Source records
* START *

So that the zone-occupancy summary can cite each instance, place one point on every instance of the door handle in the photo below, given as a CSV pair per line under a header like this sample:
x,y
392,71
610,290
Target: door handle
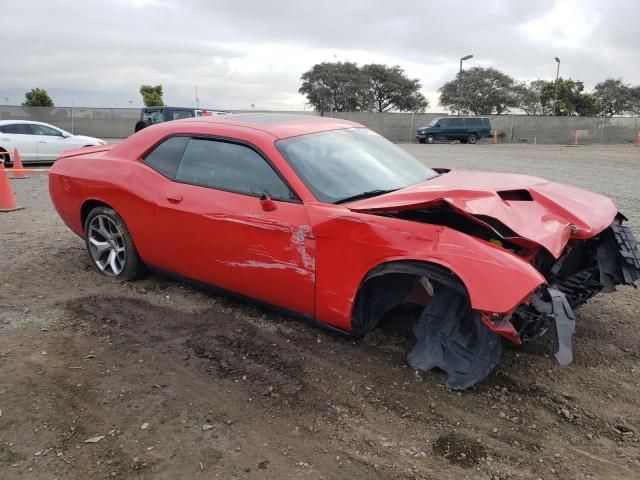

* END *

• _AIM_
Rewrite the rows above, changing every "door handle" to "door knob" and keeping everything else the same. Omit the pictures from your answer.

• _TASK ANSWER_
So that the zone-occupancy summary can cite each instance, place one point on every instance of the door knob in the photo below, given as a CSV pair per line under a header like this sample:
x,y
392,71
610,290
Target: door knob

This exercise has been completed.